Contour labeling entries
──────
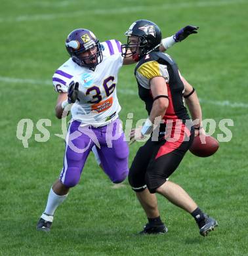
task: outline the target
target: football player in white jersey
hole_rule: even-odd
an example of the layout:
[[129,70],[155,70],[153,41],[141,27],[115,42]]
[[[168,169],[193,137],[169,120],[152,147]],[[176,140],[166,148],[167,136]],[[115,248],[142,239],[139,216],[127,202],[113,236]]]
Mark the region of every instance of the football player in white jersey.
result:
[[[160,51],[197,33],[197,29],[187,26],[163,39]],[[118,118],[121,107],[116,85],[122,65],[137,60],[121,56],[119,41],[100,43],[93,32],[85,29],[71,32],[66,47],[71,58],[55,72],[52,81],[58,93],[56,116],[62,118],[72,105],[72,121],[66,139],[63,169],[50,190],[46,208],[37,225],[37,230],[44,231],[50,230],[56,209],[66,198],[70,188],[78,183],[91,150],[113,182],[121,182],[129,171],[129,148]]]

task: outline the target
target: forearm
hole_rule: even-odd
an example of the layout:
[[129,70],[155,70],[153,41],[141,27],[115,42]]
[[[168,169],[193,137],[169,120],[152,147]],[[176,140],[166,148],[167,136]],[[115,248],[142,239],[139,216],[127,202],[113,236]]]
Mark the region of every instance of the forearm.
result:
[[201,108],[196,92],[195,91],[190,97],[186,98],[185,102],[190,110],[192,120],[195,121],[194,126],[196,127],[202,126]]
[[70,110],[70,108],[68,102],[67,93],[60,93],[55,106],[55,115],[56,117],[61,119],[66,116],[69,114]]
[[164,38],[161,40],[161,45],[159,47],[159,51],[164,52],[167,50],[169,48],[171,47],[176,43],[176,41],[173,38],[173,35],[171,35],[169,37]]
[[156,118],[162,119],[166,111],[164,104],[157,100],[154,102],[152,108],[149,116],[149,119],[151,122],[154,124],[154,121]]

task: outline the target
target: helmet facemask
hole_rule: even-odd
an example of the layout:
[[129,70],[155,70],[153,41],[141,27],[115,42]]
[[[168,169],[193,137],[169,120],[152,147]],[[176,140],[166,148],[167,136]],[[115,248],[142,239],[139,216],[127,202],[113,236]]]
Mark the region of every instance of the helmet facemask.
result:
[[[96,53],[93,53],[85,57],[82,57],[81,56],[83,53],[93,51],[95,47],[97,48]],[[85,49],[83,51],[79,50],[75,51],[72,54],[72,60],[81,66],[85,66],[94,70],[96,66],[102,61],[102,53],[100,43],[97,42],[96,43],[85,47]]]
[[[136,37],[137,41],[132,42],[133,40],[131,39],[131,37]],[[121,45],[121,56],[125,58],[133,56],[134,60],[138,61],[141,56],[145,54],[146,43],[146,40],[143,37],[129,35],[127,43]]]
[[[133,56],[134,60],[138,61],[148,53],[159,51],[161,33],[159,28],[152,22],[136,20],[130,26],[125,35],[127,37],[127,43],[121,45],[121,55],[125,58]],[[138,41],[134,43],[132,39],[130,39],[131,37],[137,37]]]

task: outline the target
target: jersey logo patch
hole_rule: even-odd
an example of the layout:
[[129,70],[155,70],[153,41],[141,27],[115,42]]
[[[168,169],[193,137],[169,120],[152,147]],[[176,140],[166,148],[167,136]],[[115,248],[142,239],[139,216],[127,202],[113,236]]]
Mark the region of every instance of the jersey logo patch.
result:
[[108,100],[101,101],[99,103],[91,105],[91,110],[96,111],[98,113],[103,112],[108,110],[113,104],[113,97],[110,97]]
[[93,76],[89,73],[83,73],[81,77],[82,85],[85,87],[89,87],[93,83]]

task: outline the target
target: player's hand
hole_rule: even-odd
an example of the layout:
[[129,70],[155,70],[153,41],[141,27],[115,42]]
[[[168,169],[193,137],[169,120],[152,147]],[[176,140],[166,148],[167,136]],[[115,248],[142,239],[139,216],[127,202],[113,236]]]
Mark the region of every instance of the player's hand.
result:
[[199,136],[199,135],[206,136],[206,132],[205,131],[203,127],[201,127],[199,130],[196,129],[195,129],[195,137]]
[[74,103],[78,96],[78,87],[79,83],[77,82],[74,82],[74,81],[72,81],[70,83],[68,96],[68,103]]
[[186,26],[180,29],[173,35],[174,40],[176,42],[180,42],[192,33],[197,33],[197,30],[198,30],[198,28],[199,27],[194,26]]
[[132,144],[136,140],[142,140],[144,136],[141,133],[142,126],[138,128],[132,129],[130,133],[129,145]]

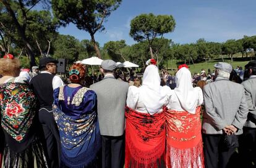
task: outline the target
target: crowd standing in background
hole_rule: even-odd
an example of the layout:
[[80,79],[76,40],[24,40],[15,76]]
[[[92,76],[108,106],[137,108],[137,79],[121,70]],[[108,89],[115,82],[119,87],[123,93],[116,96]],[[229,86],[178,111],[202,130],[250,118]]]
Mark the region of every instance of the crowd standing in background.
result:
[[224,168],[236,149],[255,167],[256,61],[173,76],[150,59],[129,79],[111,60],[98,76],[75,63],[66,85],[57,63],[0,58],[1,167]]

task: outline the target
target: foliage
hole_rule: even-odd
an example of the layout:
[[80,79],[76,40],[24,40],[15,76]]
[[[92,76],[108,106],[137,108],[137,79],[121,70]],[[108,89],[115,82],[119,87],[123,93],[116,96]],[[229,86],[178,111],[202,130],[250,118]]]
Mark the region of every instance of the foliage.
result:
[[130,22],[129,34],[137,42],[147,41],[151,58],[154,57],[151,47],[153,42],[156,37],[171,33],[175,28],[175,20],[172,15],[141,14],[135,17]]
[[104,44],[103,49],[107,51],[108,55],[112,60],[115,62],[122,62],[127,59],[122,53],[122,49],[126,46],[127,44],[125,40],[111,41]]
[[101,57],[94,34],[105,30],[103,22],[115,10],[121,0],[53,0],[54,15],[63,25],[73,23],[89,33],[98,57]]

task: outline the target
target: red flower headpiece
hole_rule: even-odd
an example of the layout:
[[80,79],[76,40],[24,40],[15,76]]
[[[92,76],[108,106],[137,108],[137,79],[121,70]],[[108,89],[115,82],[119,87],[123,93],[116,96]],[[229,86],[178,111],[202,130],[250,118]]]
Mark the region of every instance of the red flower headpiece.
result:
[[4,58],[9,58],[13,60],[14,58],[14,57],[12,54],[8,54],[7,55],[4,56]]
[[155,59],[150,59],[150,63],[151,65],[156,65],[156,61]]
[[182,65],[179,65],[178,70],[179,70],[180,69],[181,69],[181,68],[183,68],[183,67],[185,67],[185,68],[187,68],[187,69],[189,69],[189,66],[187,66],[186,64],[182,64]]

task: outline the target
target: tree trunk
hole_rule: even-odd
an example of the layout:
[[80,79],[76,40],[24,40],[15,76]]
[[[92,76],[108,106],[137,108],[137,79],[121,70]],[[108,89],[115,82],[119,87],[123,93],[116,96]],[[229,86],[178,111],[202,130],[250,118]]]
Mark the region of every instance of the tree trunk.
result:
[[192,62],[193,63],[193,66],[194,66],[194,68],[195,68],[195,65],[194,64],[193,58],[191,57],[190,57],[190,59],[191,59],[191,61],[192,61]]
[[35,62],[35,54],[33,51],[32,47],[31,46],[30,44],[28,42],[28,41],[27,40],[26,38],[25,33],[25,30],[23,29],[23,28],[21,26],[20,23],[19,23],[18,20],[17,19],[16,16],[14,14],[14,12],[11,9],[9,2],[7,2],[7,1],[1,1],[4,4],[7,11],[9,12],[11,16],[12,17],[14,25],[15,25],[17,29],[18,30],[19,34],[20,34],[22,38],[22,42],[25,44],[25,46],[26,46],[27,52],[30,58],[30,68],[31,68],[33,66],[35,66],[36,65]]
[[96,55],[97,55],[97,57],[101,59],[101,55],[100,54],[100,49],[98,47],[97,44],[96,43],[95,39],[94,38],[94,34],[91,34],[91,38],[92,38],[92,41],[93,43],[93,47],[94,47],[94,49],[95,50],[96,52]]
[[152,50],[152,47],[151,47],[151,46],[150,46],[150,50],[151,58],[153,59],[154,58],[154,54],[153,54],[153,50]]

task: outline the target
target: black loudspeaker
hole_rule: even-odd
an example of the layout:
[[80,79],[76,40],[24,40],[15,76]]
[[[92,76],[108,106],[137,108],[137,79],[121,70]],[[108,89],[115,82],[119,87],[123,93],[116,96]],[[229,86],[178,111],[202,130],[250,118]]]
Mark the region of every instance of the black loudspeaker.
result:
[[59,63],[57,64],[57,73],[66,73],[66,60],[64,58],[58,59]]

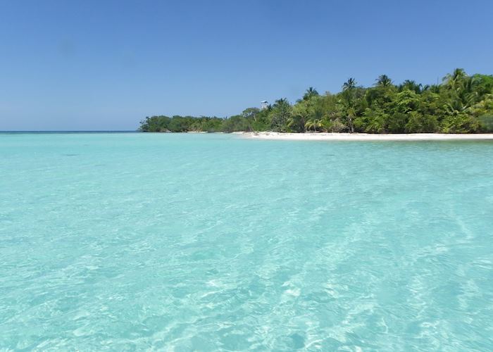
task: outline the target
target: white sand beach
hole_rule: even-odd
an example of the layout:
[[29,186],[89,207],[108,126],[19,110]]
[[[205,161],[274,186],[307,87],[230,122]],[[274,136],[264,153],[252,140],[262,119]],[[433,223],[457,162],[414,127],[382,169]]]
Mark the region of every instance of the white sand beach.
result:
[[292,141],[485,141],[493,140],[493,133],[454,134],[442,133],[367,134],[367,133],[280,133],[274,132],[239,133],[246,138]]

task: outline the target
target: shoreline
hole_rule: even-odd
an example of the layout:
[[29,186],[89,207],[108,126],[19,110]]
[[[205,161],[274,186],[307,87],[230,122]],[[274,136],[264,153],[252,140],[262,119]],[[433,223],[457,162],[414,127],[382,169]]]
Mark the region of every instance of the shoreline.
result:
[[483,134],[368,134],[368,133],[288,133],[275,132],[233,132],[252,139],[286,141],[493,141],[493,133]]

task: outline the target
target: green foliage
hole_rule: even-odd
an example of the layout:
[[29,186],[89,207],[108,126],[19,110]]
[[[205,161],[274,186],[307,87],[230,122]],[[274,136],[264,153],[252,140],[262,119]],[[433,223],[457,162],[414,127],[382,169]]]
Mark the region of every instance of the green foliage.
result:
[[493,132],[493,76],[468,75],[461,68],[440,84],[406,80],[394,84],[386,75],[373,87],[349,78],[335,94],[309,87],[296,103],[286,99],[266,108],[248,108],[229,118],[151,116],[144,132],[277,131],[366,133]]

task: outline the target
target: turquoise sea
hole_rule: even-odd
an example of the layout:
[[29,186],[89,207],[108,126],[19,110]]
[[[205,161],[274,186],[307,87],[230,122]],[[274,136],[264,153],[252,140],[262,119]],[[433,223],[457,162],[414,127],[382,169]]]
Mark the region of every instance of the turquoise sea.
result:
[[0,134],[0,350],[492,351],[493,142]]

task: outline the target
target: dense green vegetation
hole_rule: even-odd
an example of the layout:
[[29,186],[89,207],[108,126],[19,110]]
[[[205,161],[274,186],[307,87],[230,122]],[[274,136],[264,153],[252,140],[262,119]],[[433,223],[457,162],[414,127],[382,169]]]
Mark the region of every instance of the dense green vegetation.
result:
[[280,99],[229,118],[152,116],[140,123],[144,132],[493,132],[493,76],[457,68],[442,84],[423,86],[412,80],[395,84],[382,75],[368,88],[349,78],[335,94],[310,87],[294,105]]

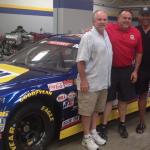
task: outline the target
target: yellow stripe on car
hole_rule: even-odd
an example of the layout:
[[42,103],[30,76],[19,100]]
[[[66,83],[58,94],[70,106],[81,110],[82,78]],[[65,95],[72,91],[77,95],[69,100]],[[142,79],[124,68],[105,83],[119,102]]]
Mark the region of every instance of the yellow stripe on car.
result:
[[29,69],[26,68],[8,64],[0,64],[0,83],[8,82],[28,71]]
──────
* [Stated problem]:
How many lines of the items above contain the string "dense", with case counting? Reply with the number alone.

* [Result for this task]:
2